For years, many considered the jewelry industry to be one of the best suited retail sectors to resist a major disruption from e-commerce trends. After all, who wants to buy one of their biggest discretionary purchases without seeing or touching it in person?
Watch industry giants such as Rolex, Patek Philippe, and Audemars Piguet were able to benefit from this bias for in-person sales especially, and have remained on top for decades, even despite the recent COVID-19 pandemic.
That said, over the past few years, even before the pandemic, up-start watch companies who knew they would unable to win the window-space war flocked to the internet and embraced digital-first customer experiences.

________

Problem:
Reproduce the passage on jewelry and watch sales word for word, starting at "Watch industry giants" and stopping after "recent COVID-19 pandemic.".

Records:
________

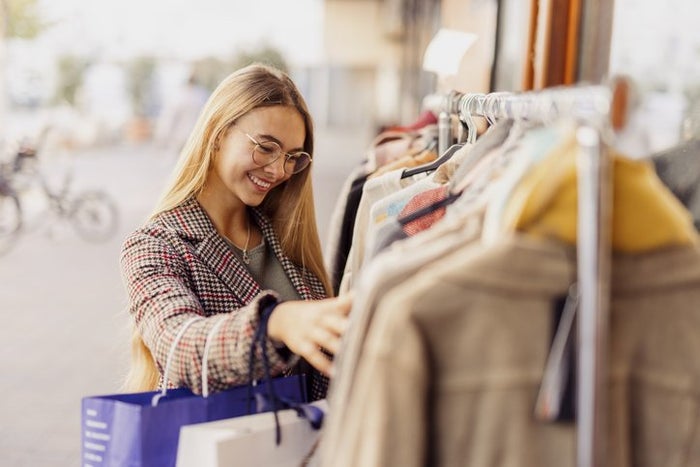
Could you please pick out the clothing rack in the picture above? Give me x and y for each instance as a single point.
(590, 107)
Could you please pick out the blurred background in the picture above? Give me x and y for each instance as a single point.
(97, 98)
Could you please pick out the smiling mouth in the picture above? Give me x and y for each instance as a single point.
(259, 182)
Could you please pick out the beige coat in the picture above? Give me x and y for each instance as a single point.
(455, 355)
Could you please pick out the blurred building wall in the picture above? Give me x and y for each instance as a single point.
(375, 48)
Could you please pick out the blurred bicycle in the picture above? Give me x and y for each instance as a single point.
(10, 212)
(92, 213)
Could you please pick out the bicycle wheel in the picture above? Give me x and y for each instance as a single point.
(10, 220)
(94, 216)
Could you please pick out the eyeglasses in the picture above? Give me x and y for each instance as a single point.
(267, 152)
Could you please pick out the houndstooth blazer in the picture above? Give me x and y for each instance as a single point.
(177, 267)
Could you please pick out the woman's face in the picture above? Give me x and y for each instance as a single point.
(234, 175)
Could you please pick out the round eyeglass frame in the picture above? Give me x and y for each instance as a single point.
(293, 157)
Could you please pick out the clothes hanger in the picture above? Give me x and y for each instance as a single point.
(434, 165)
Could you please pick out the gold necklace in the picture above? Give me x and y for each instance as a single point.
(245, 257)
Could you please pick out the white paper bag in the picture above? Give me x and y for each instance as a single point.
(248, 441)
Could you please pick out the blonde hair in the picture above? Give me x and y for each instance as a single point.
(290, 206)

________

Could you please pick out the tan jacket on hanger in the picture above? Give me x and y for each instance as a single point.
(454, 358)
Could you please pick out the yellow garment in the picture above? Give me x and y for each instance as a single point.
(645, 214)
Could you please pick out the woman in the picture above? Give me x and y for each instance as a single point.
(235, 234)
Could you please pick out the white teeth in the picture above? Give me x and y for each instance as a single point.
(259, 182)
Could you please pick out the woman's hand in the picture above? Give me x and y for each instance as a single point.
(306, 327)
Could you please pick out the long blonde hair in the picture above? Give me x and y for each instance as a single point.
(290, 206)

________

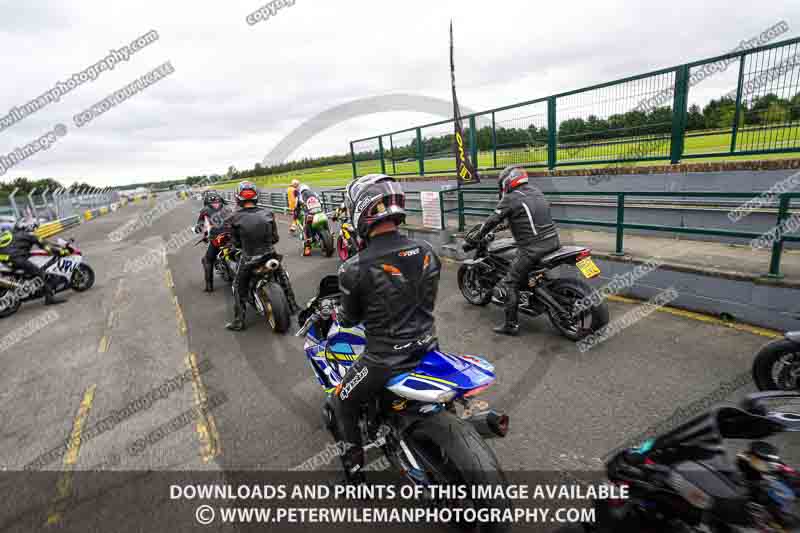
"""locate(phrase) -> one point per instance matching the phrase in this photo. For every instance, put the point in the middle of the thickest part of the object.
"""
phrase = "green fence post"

________

Answer section:
Watch industry giants such as Rolex, Patek Philippe, and Audemars Piguet were able to benefit from this bias for in-person sales especially, and have remained on top for decades, even despite the recent COVID-19 pandemic.